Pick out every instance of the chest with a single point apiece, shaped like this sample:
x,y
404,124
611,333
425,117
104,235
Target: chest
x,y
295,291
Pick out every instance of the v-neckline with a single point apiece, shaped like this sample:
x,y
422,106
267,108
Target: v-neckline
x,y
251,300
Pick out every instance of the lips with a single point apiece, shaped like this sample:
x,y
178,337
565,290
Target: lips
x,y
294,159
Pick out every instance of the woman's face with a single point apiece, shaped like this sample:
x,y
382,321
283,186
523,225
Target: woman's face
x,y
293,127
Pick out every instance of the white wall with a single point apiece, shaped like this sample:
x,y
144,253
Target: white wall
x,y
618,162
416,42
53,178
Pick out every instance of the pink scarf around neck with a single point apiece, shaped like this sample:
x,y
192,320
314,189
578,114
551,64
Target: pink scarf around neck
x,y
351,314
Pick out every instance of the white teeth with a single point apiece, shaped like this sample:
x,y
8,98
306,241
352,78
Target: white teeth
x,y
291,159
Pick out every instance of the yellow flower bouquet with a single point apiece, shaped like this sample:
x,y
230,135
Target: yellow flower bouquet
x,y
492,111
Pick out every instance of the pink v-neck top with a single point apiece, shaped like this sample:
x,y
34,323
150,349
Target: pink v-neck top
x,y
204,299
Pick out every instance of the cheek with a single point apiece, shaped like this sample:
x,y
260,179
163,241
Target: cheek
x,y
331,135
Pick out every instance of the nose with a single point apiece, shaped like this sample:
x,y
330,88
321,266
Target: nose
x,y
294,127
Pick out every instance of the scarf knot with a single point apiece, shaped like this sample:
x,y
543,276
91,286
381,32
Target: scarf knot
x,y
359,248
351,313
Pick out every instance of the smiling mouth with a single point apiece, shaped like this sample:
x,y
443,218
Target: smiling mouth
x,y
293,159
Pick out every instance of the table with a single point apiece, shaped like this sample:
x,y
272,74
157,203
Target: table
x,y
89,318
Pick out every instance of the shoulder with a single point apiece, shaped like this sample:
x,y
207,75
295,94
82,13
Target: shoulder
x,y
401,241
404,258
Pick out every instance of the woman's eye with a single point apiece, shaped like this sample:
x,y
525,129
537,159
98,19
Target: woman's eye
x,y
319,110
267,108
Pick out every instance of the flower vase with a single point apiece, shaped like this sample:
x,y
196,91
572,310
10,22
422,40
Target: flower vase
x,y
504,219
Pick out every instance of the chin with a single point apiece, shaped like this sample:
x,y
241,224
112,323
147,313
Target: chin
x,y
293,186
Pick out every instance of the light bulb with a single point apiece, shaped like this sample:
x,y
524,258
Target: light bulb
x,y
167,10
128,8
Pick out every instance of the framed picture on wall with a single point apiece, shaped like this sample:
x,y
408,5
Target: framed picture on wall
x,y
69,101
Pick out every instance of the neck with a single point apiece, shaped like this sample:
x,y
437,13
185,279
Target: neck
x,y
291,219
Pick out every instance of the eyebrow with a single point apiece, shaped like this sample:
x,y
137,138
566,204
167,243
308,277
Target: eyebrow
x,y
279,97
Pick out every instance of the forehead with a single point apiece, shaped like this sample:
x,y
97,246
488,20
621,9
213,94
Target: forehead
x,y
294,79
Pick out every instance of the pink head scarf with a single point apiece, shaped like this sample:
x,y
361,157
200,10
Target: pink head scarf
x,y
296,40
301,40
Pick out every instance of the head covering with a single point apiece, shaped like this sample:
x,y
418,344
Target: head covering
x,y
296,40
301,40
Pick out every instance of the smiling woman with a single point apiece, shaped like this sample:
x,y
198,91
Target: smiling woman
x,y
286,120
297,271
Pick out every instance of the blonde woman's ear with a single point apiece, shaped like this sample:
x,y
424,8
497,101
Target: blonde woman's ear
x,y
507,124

+ + + + + + +

## WRITTEN EXERCISE
Render every line of the records above as a JSON list of strings, one string per line, leaving out blank lines.

## COMPLETED EXERCISE
[
  "Pick out every instance of the chest with a single point apiece, shaped like this sample:",
  "x,y",
  "404,124",
  "611,333",
  "425,117",
  "104,235",
  "Target: chest",
  "x,y",
  "295,291",
  "Pick out every instance of the v-neckline with a single point apiece, shaped like this sample:",
  "x,y",
  "422,106",
  "267,108",
  "Target: v-neckline",
  "x,y",
  "251,300",
  "Pick out every instance of the lips with a single point apiece, shaped like this sample:",
  "x,y",
  "178,337",
  "565,290",
  "Target: lips",
  "x,y",
  "294,159",
  "Pick out every instance of the woman's face with a single point apiece, shaped like this sample:",
  "x,y",
  "382,321",
  "283,186",
  "523,225",
  "Target: woman's face",
  "x,y",
  "293,127",
  "Pick out every instance of the white wall with a single point apiece, shaped like this sample:",
  "x,y",
  "144,253",
  "Target: white wall",
  "x,y",
  "618,162",
  "416,42",
  "53,178",
  "Pick out every instance of the pink scarf around neck with a single point apiece, shaped like this sample:",
  "x,y",
  "192,320",
  "314,189",
  "578,114",
  "551,64",
  "Target: pink scarf around neck",
  "x,y",
  "351,314",
  "Pick out every instance of the white teeth with a single point apiece, shaped like this sample:",
  "x,y",
  "8,98",
  "306,241",
  "352,78",
  "Target: white teeth",
  "x,y",
  "291,159",
  "Pick out every instance of the yellow flower bouquet with a single point apiece, shaped like this sample:",
  "x,y",
  "230,135",
  "Target: yellow flower bouquet",
  "x,y",
  "492,111",
  "Pick out every instance of the pink v-neck top with a single point apiece, shaped like this sample:",
  "x,y",
  "34,323",
  "150,349",
  "Target: pink v-neck top",
  "x,y",
  "204,299",
  "Pick out every instance of the cheek with a single point apiece, shaped like this sample:",
  "x,y",
  "260,179",
  "163,241",
  "Target: cheek",
  "x,y",
  "331,135",
  "Pick out every instance of the nose with a single point apiece, shaped like this sample:",
  "x,y",
  "330,88",
  "321,266",
  "Target: nose",
  "x,y",
  "294,127",
  "Pick out every instance of the scarf knot with a single point apiece, shaped like this sample:",
  "x,y",
  "543,276",
  "91,286",
  "381,32",
  "Target: scarf knot",
  "x,y",
  "359,248",
  "351,313",
  "Pick out every instance of the smiling mouth with a single point apiece, shaped like this sample:",
  "x,y",
  "443,218",
  "Target: smiling mouth",
  "x,y",
  "293,159",
  "Pick out every instance of the table with a single point apiece, shaped like this sample:",
  "x,y",
  "272,74",
  "157,203",
  "Target: table",
  "x,y",
  "89,318",
  "Pick out every instance of the shoulder with a single point apiece, shaped like this sample:",
  "x,y",
  "207,75",
  "295,94",
  "82,13",
  "Target: shoulder",
  "x,y",
  "401,241",
  "404,258",
  "Pick out every instance of the woman's eye with a single point apiece, shaped like this sample:",
  "x,y",
  "525,129",
  "537,159",
  "98,19",
  "Target: woman's eye",
  "x,y",
  "319,110",
  "267,108",
  "Pick out every instance of the flower vase with a single point apiece, shaped like this sample:",
  "x,y",
  "196,91",
  "572,310",
  "10,22",
  "422,40",
  "Target: flower vase",
  "x,y",
  "504,219",
  "Pick out every instance of the chin with a single point apiece, shaped like this sample:",
  "x,y",
  "241,224",
  "112,323",
  "147,313",
  "Target: chin",
  "x,y",
  "293,186",
  "Pick out every instance of the light bulb with a single point apiece, shaped like this sample:",
  "x,y",
  "524,258",
  "Target: light bulb",
  "x,y",
  "167,10",
  "128,8",
  "Pick out every instance of the framed picture on wall with a single point apiece, shaped like this sample:",
  "x,y",
  "408,5",
  "Target: framed picture on wall",
  "x,y",
  "69,101",
  "Pick out every instance of the neck with a single point apiece, shaped like this sample:",
  "x,y",
  "437,13",
  "185,279",
  "Target: neck",
  "x,y",
  "291,219",
  "Pick out every instance of the eyebrow with a single point apiece, shaped like this sample:",
  "x,y",
  "137,138",
  "566,204",
  "167,243",
  "308,277",
  "Target: eyebrow",
  "x,y",
  "279,97",
  "Pick out every instance of the forehead with a single point apiece, shaped like this sample:",
  "x,y",
  "97,246",
  "488,20",
  "621,9",
  "213,94",
  "Target: forehead",
  "x,y",
  "294,79",
  "Pick out every instance of the pink head scarf with a single point apiece, shaped like this sample:",
  "x,y",
  "361,157",
  "200,10",
  "Target: pink head scarf",
  "x,y",
  "296,40",
  "301,40",
  "Pick out every instance of the head covering with a single point apiece, shaped like this sample:",
  "x,y",
  "418,344",
  "Target: head covering",
  "x,y",
  "296,40",
  "301,40",
  "Pick out every instance of the smiling woman with a single point apiece, shaped like this sample:",
  "x,y",
  "198,91",
  "Target: smiling woman",
  "x,y",
  "286,120",
  "297,271",
  "Pick out every instance of the blonde woman's ear with a single point apiece, shaped like this sample:",
  "x,y",
  "424,8",
  "497,101",
  "Target: blonde woman's ear",
  "x,y",
  "507,124"
]